JOBS >>
A – Please reproduce the stretch of the patch review below from "Hmm, why do" through "optimization issue, too.", word for word.
B – Answer these from the patch review below:
(i) What name is proposed for the target hook?
(ii) Which function does store motion also use?
(iii) What would make changing store motion inconvenient?
C – In one to three sentences, explain why the patch review below suggests changing the code that performs the load in the pre-header instead of changing how store motion creates its temporary.

--- Begin PASSAGE PROVIDED ---

Maybe you can combine both, eventually dependent on a target hook
can_compare_bitwise (mode) that would tell you if the target can efficiently
compare two registers in mode for bit equality.

Few comments on the patch itself.

+         new_bb = split_edge (ex);
+         then_bb = create_empty_bb (new_bb);
+         if (current_loops && new_bb->loop_father)
+           add_bb_to_loop (then_bb, new_bb->loop_father);

+         gsi = gsi_start_bb (new_bb);
+         t1 = make_rename_temp (TREE_TYPE (ref->mem), NULL);

Hmm, why do you need to re-load the value?  Don't you have both
the value as it was loaded before the loop and the new value (the lsm tmp reg)
already?  Why not simply remember the SSA name used?  Ah, because
store motion also uses make_rename_temp.  If you don't want to change
that (which would be good but inconvenient because of the required PHI
insertions), I'd change the code that performs the load in the pre-header to do

  SSA_NAME = ref->mem;
  rename-lsm-tmp = SSA_NAME;

so you can remember SSA_NAME and re-use it here.  That probably solves
your optimization issue, too.

--- End PASSAGE PROVIDED ---
--- Begin DATA PROVIDED ---

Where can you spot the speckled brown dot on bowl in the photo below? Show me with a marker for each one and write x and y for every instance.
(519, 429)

--- End DATA PROVIDED ---
--- Begin DATA PROVIDED ---

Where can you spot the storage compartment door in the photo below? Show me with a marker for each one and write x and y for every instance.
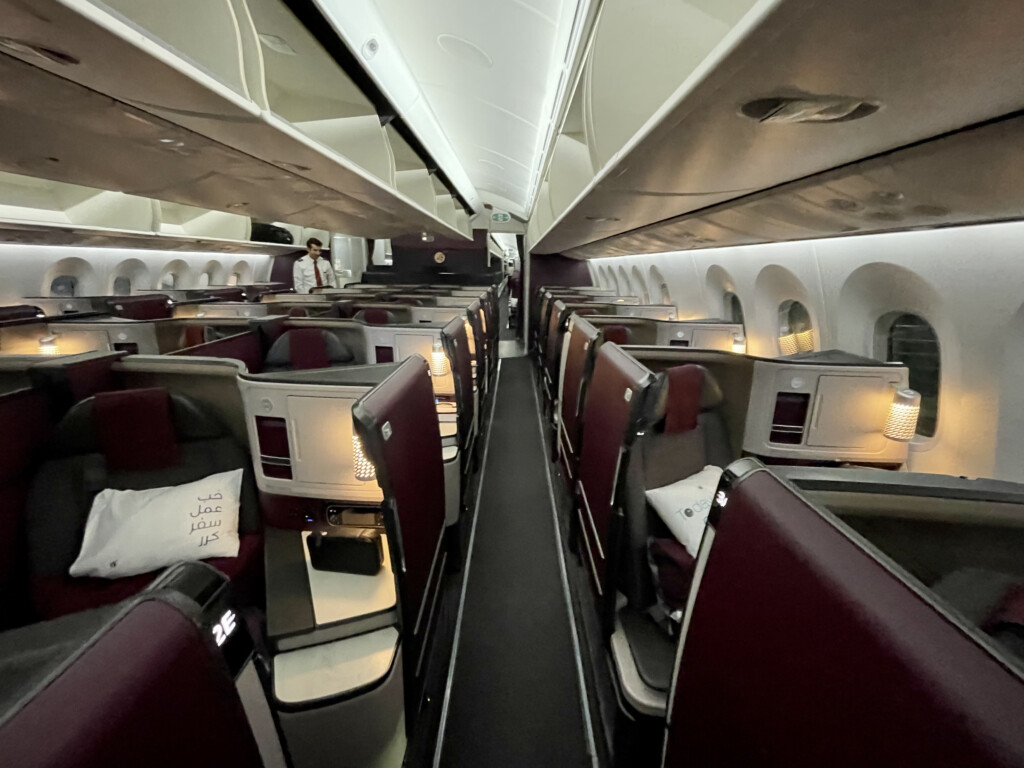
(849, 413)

--- End DATA PROVIDED ---
--- Begin DATA PROVIDED ---

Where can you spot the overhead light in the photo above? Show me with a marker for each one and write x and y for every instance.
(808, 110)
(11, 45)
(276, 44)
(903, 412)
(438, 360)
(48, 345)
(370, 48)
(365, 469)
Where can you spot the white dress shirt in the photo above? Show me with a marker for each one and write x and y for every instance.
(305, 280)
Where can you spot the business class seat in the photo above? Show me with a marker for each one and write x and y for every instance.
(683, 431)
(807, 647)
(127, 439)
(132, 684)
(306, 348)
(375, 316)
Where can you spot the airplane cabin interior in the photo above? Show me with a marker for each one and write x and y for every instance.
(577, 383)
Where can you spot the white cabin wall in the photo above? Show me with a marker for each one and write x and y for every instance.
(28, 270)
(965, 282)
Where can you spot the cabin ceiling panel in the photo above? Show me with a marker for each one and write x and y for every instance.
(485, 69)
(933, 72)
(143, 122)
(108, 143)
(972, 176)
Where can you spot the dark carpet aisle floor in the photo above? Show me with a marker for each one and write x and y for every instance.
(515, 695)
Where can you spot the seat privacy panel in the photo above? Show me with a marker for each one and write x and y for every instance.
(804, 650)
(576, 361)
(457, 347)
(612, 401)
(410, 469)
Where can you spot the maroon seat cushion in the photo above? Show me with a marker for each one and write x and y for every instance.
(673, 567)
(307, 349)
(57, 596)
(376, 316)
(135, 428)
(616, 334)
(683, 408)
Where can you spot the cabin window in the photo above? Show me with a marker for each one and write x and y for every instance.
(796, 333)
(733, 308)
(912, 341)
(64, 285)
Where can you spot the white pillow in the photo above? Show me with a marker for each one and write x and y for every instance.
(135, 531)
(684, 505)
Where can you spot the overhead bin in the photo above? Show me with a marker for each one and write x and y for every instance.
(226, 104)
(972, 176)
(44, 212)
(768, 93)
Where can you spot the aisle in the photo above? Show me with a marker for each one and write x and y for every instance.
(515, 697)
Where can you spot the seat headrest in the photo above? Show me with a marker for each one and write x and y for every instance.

--- End DATA PROVIDED ---

COMPLETE ANSWERS >>
A –
Hmm, why do you need to re-load the value?  Don't you have both
the value as it was loaded before the loop and the new value (the lsm tmp reg)
already?  Why not simply remember the SSA name used?  Ah, because
store motion also uses make_rename_temp.  If you don't want to change
that (which would be good but inconvenient because of the required PHI
insertions), I'd change the code that performs the load in the pre-header to do

  SSA_NAME = ref->mem;
  rename-lsm-tmp = SSA_NAME;

so you can remember SSA_NAME and re-use it here.  That probably solves
your optimization issue, too.

B –
(i) can_compare_bitwise (mode)
(ii) make_rename_temp
(iii) The required PHI insertions

C – Changing store motion away from make_rename_temp would be good but inconvenient because of the required PHI insertions. Changing the pre-header load to go through an SSA_NAME lets that SSA_NAME be remembered and re-used, so the value does not need to be re-loaded.